Problem to work on: Find the lines below in which the string "advertising" occurs. Copy each one.

Dataset excerpts:
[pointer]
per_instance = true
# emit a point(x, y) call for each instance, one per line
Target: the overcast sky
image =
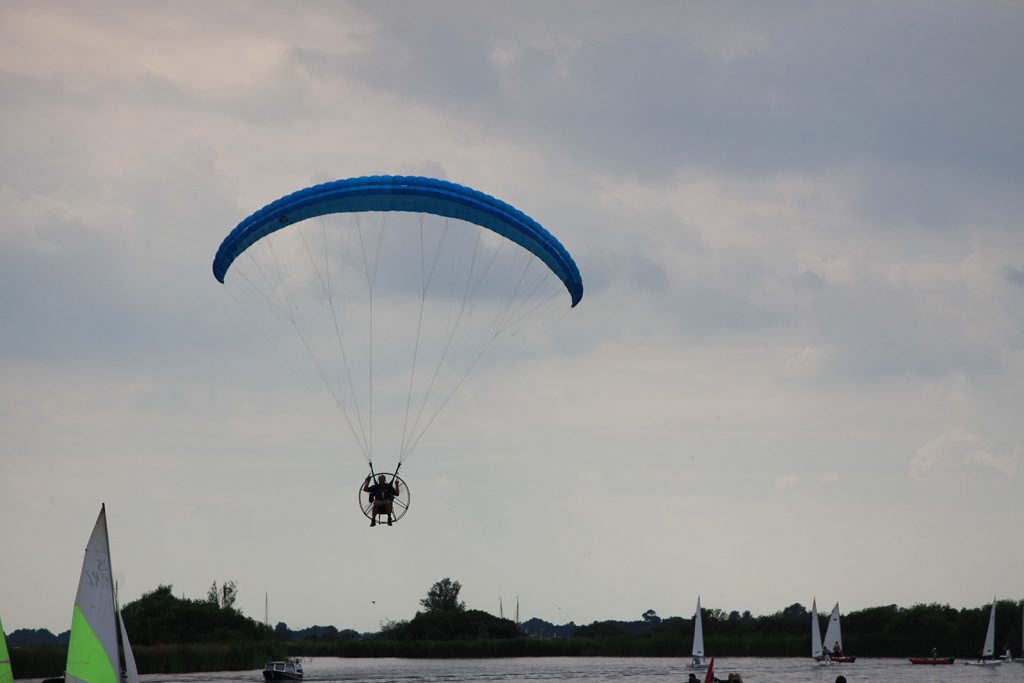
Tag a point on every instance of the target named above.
point(797, 371)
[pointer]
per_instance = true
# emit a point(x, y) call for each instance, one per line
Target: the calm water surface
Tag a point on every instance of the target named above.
point(579, 670)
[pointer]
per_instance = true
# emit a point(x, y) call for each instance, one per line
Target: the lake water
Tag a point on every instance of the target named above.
point(580, 670)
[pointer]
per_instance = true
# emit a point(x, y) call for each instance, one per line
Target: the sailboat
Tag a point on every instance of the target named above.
point(1020, 659)
point(834, 639)
point(6, 675)
point(697, 652)
point(98, 639)
point(820, 656)
point(988, 649)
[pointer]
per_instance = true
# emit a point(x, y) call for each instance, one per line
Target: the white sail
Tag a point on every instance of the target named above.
point(697, 636)
point(834, 635)
point(6, 675)
point(92, 651)
point(989, 647)
point(131, 671)
point(815, 631)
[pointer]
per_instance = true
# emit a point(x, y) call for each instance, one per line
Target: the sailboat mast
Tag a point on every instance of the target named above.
point(114, 589)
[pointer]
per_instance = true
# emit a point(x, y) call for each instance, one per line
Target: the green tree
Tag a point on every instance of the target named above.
point(443, 597)
point(228, 593)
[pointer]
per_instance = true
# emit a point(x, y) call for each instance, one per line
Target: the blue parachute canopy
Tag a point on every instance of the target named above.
point(412, 194)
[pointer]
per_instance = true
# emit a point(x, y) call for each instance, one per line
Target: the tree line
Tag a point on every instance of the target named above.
point(173, 634)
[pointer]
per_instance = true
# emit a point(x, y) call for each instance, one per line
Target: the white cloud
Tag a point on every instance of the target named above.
point(957, 449)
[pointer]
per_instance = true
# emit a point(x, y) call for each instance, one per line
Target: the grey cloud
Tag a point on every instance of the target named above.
point(1014, 274)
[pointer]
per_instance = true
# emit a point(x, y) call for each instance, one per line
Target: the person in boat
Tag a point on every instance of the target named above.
point(381, 497)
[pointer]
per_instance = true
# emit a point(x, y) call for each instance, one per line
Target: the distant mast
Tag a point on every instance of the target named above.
point(815, 631)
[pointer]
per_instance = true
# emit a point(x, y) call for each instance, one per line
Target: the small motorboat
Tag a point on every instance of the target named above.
point(289, 670)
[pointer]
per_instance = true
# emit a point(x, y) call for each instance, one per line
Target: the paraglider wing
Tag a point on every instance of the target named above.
point(411, 194)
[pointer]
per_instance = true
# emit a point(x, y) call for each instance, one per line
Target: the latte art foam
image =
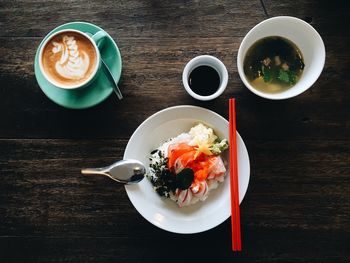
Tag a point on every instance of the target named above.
point(73, 63)
point(69, 59)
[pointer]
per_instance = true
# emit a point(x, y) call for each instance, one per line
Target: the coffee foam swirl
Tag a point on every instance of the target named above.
point(73, 63)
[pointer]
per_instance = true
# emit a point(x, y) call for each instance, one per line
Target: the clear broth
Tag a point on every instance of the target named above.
point(273, 64)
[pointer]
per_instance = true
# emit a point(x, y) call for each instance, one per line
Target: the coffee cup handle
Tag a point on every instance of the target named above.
point(98, 38)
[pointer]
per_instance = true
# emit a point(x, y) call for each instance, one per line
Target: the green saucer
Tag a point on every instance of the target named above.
point(99, 89)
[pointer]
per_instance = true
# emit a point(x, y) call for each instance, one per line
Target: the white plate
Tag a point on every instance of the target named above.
point(162, 212)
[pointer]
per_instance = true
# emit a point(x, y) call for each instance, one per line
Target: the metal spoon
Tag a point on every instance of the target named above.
point(124, 171)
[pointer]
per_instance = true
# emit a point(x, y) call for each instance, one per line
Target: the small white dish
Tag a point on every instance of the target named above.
point(300, 33)
point(205, 60)
point(165, 213)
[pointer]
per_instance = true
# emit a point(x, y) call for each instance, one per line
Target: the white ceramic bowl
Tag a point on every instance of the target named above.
point(300, 33)
point(205, 60)
point(162, 212)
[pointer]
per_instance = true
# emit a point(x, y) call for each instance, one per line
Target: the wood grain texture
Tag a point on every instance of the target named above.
point(134, 18)
point(49, 208)
point(296, 208)
point(325, 16)
point(153, 68)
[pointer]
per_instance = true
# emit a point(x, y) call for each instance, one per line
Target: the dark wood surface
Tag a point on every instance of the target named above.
point(297, 207)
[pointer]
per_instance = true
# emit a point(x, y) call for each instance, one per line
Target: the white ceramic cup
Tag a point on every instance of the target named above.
point(300, 33)
point(205, 60)
point(94, 40)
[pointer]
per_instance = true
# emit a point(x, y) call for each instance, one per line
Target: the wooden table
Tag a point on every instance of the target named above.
point(297, 206)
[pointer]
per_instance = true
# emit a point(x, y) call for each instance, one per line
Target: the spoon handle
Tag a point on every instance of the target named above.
point(112, 79)
point(93, 171)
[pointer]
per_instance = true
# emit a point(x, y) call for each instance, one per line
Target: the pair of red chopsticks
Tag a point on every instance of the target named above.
point(235, 213)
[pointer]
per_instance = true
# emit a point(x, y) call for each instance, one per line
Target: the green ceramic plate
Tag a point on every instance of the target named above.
point(98, 90)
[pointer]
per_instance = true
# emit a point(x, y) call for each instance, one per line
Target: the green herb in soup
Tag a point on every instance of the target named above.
point(273, 64)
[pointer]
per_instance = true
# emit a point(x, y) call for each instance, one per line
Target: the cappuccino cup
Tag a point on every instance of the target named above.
point(70, 59)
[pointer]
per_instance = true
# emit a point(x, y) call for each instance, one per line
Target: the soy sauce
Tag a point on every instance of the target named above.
point(204, 80)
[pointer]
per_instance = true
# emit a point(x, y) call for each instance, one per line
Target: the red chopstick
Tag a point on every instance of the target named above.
point(235, 213)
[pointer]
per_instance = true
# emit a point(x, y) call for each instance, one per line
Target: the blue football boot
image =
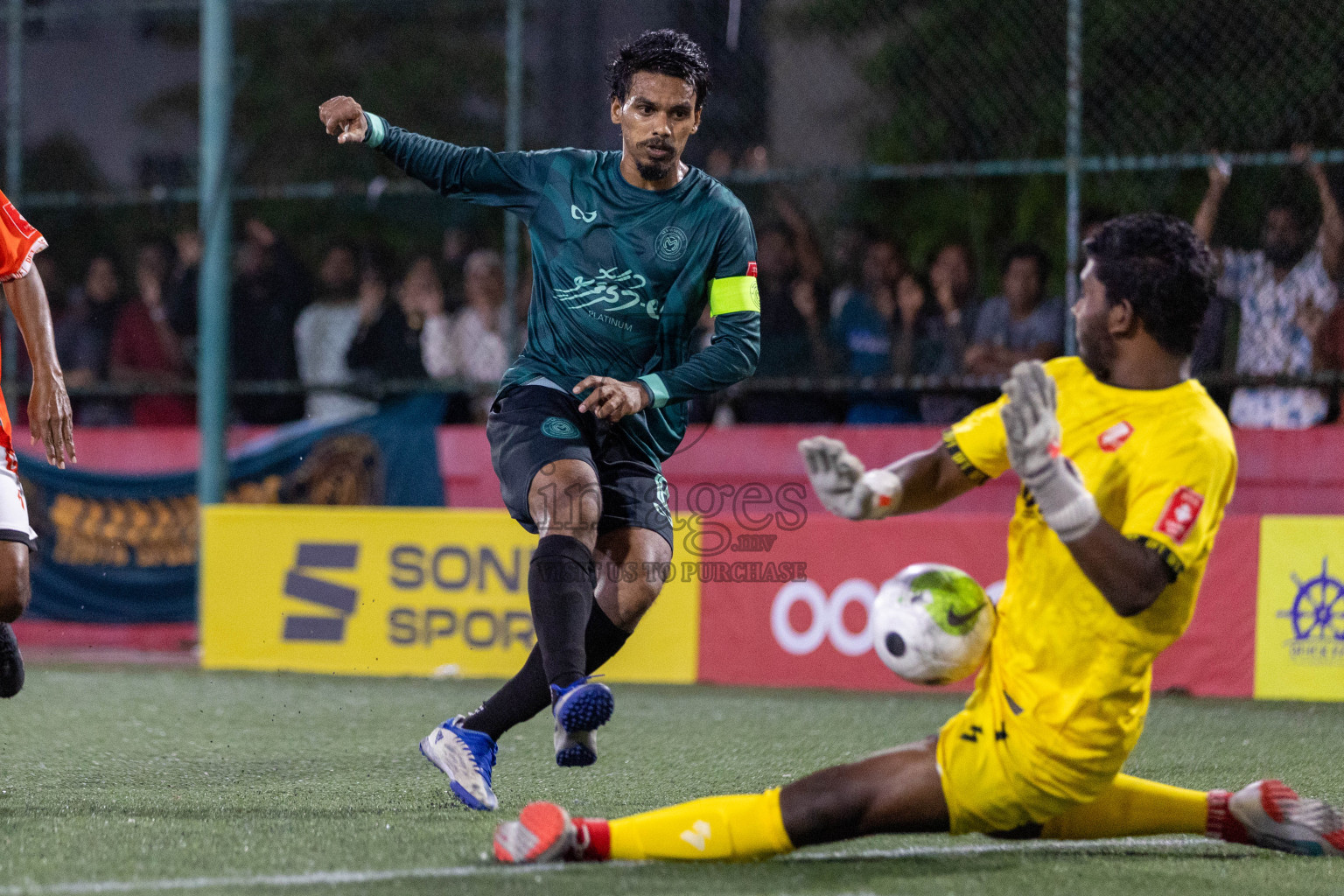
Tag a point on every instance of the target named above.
point(466, 758)
point(578, 710)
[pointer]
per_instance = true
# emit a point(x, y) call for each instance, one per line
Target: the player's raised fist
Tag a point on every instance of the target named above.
point(344, 120)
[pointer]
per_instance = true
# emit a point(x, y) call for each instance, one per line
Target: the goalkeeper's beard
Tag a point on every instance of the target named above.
point(654, 171)
point(1096, 346)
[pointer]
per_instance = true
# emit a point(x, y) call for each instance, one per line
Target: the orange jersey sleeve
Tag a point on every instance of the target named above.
point(19, 242)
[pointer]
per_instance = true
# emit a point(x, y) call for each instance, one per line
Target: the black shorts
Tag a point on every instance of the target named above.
point(531, 426)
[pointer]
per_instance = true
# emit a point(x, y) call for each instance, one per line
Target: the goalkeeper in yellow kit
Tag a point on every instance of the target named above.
point(1126, 468)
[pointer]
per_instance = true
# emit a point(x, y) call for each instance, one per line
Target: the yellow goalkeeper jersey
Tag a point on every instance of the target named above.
point(1161, 465)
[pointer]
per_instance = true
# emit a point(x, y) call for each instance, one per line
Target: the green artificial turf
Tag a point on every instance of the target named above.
point(152, 775)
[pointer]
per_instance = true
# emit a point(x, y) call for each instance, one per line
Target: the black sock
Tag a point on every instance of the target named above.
point(527, 693)
point(559, 584)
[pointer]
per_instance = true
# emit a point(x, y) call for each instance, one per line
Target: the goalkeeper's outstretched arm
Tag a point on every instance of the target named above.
point(918, 481)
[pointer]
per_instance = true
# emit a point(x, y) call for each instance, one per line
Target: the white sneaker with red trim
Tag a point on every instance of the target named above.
point(542, 833)
point(1270, 815)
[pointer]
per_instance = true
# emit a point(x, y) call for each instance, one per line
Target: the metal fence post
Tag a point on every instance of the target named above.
point(1073, 158)
point(215, 216)
point(512, 143)
point(12, 171)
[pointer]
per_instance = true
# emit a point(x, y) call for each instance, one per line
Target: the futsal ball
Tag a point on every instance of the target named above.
point(932, 624)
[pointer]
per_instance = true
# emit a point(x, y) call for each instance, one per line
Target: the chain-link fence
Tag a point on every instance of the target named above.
point(840, 122)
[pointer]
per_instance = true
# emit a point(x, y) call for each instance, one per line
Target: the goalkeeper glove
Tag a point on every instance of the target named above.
point(844, 486)
point(1033, 436)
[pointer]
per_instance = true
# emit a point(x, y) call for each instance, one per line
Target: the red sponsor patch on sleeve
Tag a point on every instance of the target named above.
point(1115, 437)
point(1179, 514)
point(18, 220)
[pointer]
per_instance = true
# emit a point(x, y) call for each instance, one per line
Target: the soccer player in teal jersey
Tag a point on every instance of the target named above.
point(628, 248)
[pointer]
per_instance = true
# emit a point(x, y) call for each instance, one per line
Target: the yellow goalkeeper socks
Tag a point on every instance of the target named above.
point(1133, 808)
point(717, 828)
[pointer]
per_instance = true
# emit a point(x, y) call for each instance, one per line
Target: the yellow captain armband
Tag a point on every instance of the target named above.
point(730, 294)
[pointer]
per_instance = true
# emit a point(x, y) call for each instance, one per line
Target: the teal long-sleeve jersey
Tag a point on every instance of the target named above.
point(620, 274)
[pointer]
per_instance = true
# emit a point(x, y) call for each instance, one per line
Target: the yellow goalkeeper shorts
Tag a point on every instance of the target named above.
point(995, 778)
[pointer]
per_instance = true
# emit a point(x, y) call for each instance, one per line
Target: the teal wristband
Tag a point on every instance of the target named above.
point(657, 391)
point(376, 130)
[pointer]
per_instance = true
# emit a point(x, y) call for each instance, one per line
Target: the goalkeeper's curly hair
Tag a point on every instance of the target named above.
point(667, 52)
point(1160, 266)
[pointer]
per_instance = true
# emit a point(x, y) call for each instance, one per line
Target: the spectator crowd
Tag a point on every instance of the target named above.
point(857, 308)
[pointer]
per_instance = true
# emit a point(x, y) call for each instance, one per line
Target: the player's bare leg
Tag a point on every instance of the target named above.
point(631, 569)
point(900, 792)
point(14, 599)
point(894, 792)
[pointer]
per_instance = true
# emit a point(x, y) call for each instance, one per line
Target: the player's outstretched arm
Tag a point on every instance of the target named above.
point(1219, 175)
point(1130, 575)
point(50, 416)
point(511, 180)
point(920, 481)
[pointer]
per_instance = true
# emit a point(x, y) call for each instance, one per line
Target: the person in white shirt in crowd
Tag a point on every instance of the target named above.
point(1284, 289)
point(323, 335)
point(472, 346)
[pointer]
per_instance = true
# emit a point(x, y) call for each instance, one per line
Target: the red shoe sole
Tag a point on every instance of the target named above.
point(544, 821)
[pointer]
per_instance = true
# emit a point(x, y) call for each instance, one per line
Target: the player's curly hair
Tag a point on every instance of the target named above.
point(1160, 266)
point(667, 52)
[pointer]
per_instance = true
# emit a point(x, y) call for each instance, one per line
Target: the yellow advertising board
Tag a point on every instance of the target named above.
point(1300, 609)
point(396, 592)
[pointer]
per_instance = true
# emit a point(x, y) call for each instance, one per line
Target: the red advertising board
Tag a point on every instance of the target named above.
point(814, 633)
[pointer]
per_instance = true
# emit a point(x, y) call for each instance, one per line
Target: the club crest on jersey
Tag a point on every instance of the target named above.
point(1179, 514)
point(559, 429)
point(671, 243)
point(1115, 437)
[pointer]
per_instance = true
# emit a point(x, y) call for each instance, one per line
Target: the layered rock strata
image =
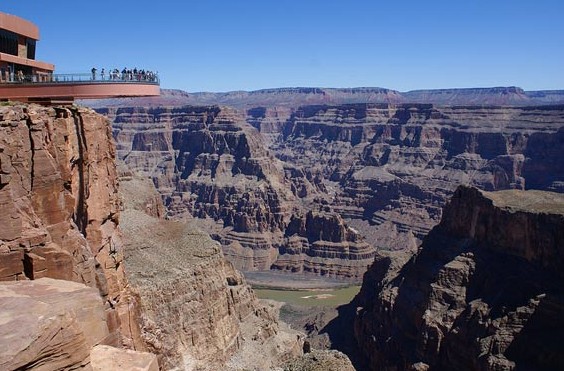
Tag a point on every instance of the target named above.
point(197, 310)
point(209, 163)
point(395, 166)
point(483, 292)
point(59, 219)
point(387, 170)
point(291, 98)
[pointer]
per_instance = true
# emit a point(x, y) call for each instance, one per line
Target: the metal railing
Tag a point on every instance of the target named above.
point(66, 78)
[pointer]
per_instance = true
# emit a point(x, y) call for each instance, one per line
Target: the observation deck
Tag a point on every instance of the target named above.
point(65, 88)
point(26, 79)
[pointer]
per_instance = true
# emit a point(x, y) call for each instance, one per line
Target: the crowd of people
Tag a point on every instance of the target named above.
point(125, 74)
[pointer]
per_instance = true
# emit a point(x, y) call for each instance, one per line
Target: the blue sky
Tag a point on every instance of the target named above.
point(213, 45)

Your solution:
Target: the yellow advertising board
Target: the red advertising board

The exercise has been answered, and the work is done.